■ **Given instruction**:
Update the data below by changing every "drop a marker on" to "place a point on" and keeping all other text unchanged. Leave the pictures out of your version.

■ **Records to process**:

+---+

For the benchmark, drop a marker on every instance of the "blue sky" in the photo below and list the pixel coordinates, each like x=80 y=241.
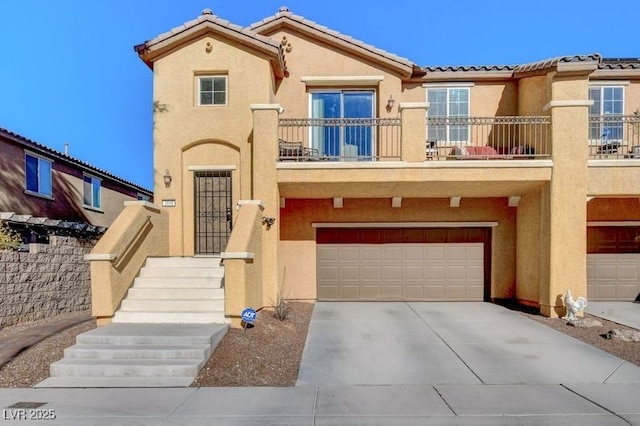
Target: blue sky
x=68 y=72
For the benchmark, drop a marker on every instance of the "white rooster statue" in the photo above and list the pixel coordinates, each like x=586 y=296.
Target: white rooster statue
x=573 y=306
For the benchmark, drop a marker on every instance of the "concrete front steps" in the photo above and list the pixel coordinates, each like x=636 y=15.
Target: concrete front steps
x=136 y=355
x=167 y=326
x=175 y=290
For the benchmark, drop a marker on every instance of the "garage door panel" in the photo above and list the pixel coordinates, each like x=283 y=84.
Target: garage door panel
x=435 y=273
x=435 y=292
x=350 y=292
x=413 y=292
x=393 y=291
x=349 y=254
x=627 y=272
x=371 y=273
x=456 y=253
x=413 y=273
x=371 y=254
x=456 y=292
x=417 y=271
x=456 y=273
x=328 y=292
x=413 y=254
x=392 y=273
x=613 y=276
x=392 y=253
x=434 y=253
x=327 y=253
x=370 y=292
x=350 y=273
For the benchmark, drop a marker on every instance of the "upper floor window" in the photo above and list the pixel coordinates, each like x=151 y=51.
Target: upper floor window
x=343 y=123
x=608 y=106
x=447 y=104
x=92 y=192
x=212 y=90
x=38 y=175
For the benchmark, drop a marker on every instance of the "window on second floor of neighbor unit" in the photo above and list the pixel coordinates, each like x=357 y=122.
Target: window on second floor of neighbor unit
x=212 y=90
x=38 y=175
x=448 y=103
x=605 y=122
x=92 y=192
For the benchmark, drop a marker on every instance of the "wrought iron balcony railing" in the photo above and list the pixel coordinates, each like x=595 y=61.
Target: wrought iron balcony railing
x=488 y=138
x=614 y=136
x=333 y=139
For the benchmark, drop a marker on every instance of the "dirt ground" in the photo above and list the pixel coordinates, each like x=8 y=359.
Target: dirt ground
x=267 y=354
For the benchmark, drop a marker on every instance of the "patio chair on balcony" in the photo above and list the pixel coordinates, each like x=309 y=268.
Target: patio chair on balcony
x=431 y=149
x=295 y=151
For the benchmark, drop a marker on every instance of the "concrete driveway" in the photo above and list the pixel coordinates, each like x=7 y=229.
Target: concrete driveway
x=429 y=343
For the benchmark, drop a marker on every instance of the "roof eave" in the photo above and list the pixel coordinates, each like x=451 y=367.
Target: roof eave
x=435 y=76
x=267 y=27
x=151 y=51
x=56 y=155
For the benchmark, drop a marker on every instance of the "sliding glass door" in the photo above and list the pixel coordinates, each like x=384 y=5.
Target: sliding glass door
x=346 y=126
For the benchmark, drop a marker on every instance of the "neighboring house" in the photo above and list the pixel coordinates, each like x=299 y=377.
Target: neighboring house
x=40 y=182
x=323 y=168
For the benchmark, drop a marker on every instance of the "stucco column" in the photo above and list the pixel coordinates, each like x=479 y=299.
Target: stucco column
x=414 y=131
x=265 y=188
x=566 y=222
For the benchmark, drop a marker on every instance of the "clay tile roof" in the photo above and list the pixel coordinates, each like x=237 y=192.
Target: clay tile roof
x=466 y=68
x=206 y=18
x=554 y=62
x=620 y=64
x=37 y=147
x=284 y=15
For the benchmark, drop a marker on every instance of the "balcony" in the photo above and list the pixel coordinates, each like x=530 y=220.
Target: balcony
x=332 y=139
x=614 y=137
x=380 y=139
x=488 y=138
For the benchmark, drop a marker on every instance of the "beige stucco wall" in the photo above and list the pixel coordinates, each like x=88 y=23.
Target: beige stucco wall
x=190 y=135
x=529 y=248
x=494 y=99
x=533 y=95
x=307 y=58
x=140 y=231
x=67 y=186
x=567 y=193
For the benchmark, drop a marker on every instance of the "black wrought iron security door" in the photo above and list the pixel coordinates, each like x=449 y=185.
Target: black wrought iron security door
x=212 y=211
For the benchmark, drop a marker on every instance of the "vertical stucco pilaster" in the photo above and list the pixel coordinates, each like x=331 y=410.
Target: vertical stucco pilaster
x=265 y=188
x=414 y=131
x=567 y=218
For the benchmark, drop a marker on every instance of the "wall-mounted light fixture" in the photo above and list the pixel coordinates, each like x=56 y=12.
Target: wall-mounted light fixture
x=266 y=220
x=390 y=103
x=167 y=178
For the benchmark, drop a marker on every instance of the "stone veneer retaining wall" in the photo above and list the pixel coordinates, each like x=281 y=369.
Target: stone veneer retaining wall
x=51 y=279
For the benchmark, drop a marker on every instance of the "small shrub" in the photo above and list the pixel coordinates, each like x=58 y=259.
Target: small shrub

+---+

■ **Reply to the task**:
For the benchmark, place a point on every instance of the "blue sky" in the photo below and list the pixel coordinates, each like x=80 y=241.
Target: blue sky
x=68 y=72
For the benchmark, place a point on every instance of the "white rooster statue" in the photo above and list the pixel coordinates, each like x=586 y=296.
Target: white rooster statue
x=573 y=306
For the benchmark, place a point on every instance of the "concrete front steps" in the photo above and list the pixel coordinates, each like x=636 y=15.
Target: concrete front steps
x=136 y=355
x=167 y=326
x=175 y=290
For the benchmark, place a point on every instance of the "garage door panel" in the photo above and list the pixel coordinates, each like x=283 y=84.
Target: garage door panel
x=435 y=273
x=435 y=292
x=350 y=292
x=413 y=292
x=393 y=291
x=349 y=254
x=627 y=272
x=371 y=273
x=456 y=253
x=413 y=273
x=371 y=254
x=456 y=292
x=417 y=271
x=456 y=273
x=328 y=292
x=413 y=254
x=392 y=273
x=613 y=276
x=392 y=253
x=434 y=253
x=327 y=253
x=370 y=292
x=350 y=273
For the benchmark, place a point on every instance of the "upper floor window" in the photo above and list the pixel coordinates, each like x=151 y=51.
Target: upper floor window
x=343 y=123
x=608 y=106
x=447 y=104
x=92 y=192
x=212 y=90
x=38 y=175
For the benchmark, place a point on every instance of the "window on second floor of neighbor unit" in the photo above and list the pixel coordinates, each like x=357 y=122.
Target: window on second floor of neighbor unit
x=212 y=90
x=38 y=175
x=448 y=103
x=605 y=122
x=92 y=192
For the benchmark, place a point on every instance of the "wrought iron balcony railing" in the photo above and list the pixel coordinates, each like x=595 y=61.
Target: wrought iron balcony railing
x=488 y=138
x=614 y=136
x=333 y=139
For the benchmark, place a point on every instance of the "dirt ground" in the photo above and list the pixel coordinates, each like x=8 y=359.
Target: dirt ground
x=267 y=354
For the benchmark, place a point on every instance of the "patio chair on balcony" in the photo above and list the pixel coordinates, each like x=309 y=268.
Target: patio chair on balcony
x=431 y=149
x=295 y=151
For the benchmark, place a point on every instance of the "concrete driveway" in the photo above and list the pixel coordinates, each like x=7 y=229.
Target: concrete driveway
x=429 y=343
For the benchmark, place a point on every instance of the "roof eave" in the photo above and list the pixel coordinates, each like x=451 y=367.
Target: roof eave
x=435 y=76
x=267 y=27
x=151 y=51
x=56 y=155
For the benchmark, place a point on every instance of the "sliding glass door" in the photo above and list the pixel coordinates, each like x=384 y=5.
Target: sliding glass door
x=346 y=126
For the benchmark, place a point on every instance of the "neighboring house" in the photo above and list the pixel coordinates, each like x=299 y=377.
Target: neighboring house
x=40 y=182
x=323 y=168
For the benchmark, place a point on every instance of the "stucco column" in the photo above and list the pixel coordinates, each like x=479 y=299.
Target: stucco column
x=414 y=131
x=265 y=188
x=566 y=222
For the benchmark, place a point on every instance of the "clay tile roof" in the photo above and list the pixel coordinates, each like x=237 y=192.
Target: clay tile roof
x=466 y=68
x=206 y=18
x=554 y=62
x=620 y=64
x=37 y=147
x=284 y=15
For the benchmark, place a point on every instance of the "balcony" in the photo above and list the pixel coordinates, each like x=530 y=220.
Target: balcony
x=332 y=139
x=614 y=137
x=380 y=139
x=488 y=138
For the benchmark, place a point on every instance of the "beige stucco wall" in the photo above and list the pixel coordinates, each like x=88 y=23.
Target: beige stucco wall
x=190 y=135
x=529 y=248
x=494 y=99
x=533 y=95
x=307 y=58
x=140 y=231
x=67 y=186
x=567 y=193
For the benchmark, place a point on every instance of the "black wrought iron security door" in the photo above and list the pixel coordinates, each like x=449 y=185.
Target: black wrought iron security door
x=212 y=211
For the benchmark, place a point on every instance of the "vertical stucco pilaster" in the photo above and list the pixel coordinates, each like x=331 y=410.
Target: vertical stucco pilaster
x=265 y=188
x=414 y=131
x=567 y=218
For the benchmark, place a point on every instance of the "wall-mounted light fixture" in the photo above and list the pixel coordinates, each like x=56 y=12.
Target: wall-mounted light fixture
x=266 y=220
x=390 y=103
x=167 y=178
For the benchmark, place a point on every instance of the "stone veneer retaining wall" in the photo above and list the pixel coordinates, each like x=281 y=369.
Target: stone veneer retaining wall
x=51 y=279
For the benchmark, place a point on every instance of the "small shrub" in the photo above and list the pixel coordinates, each like x=58 y=259.
Target: small shrub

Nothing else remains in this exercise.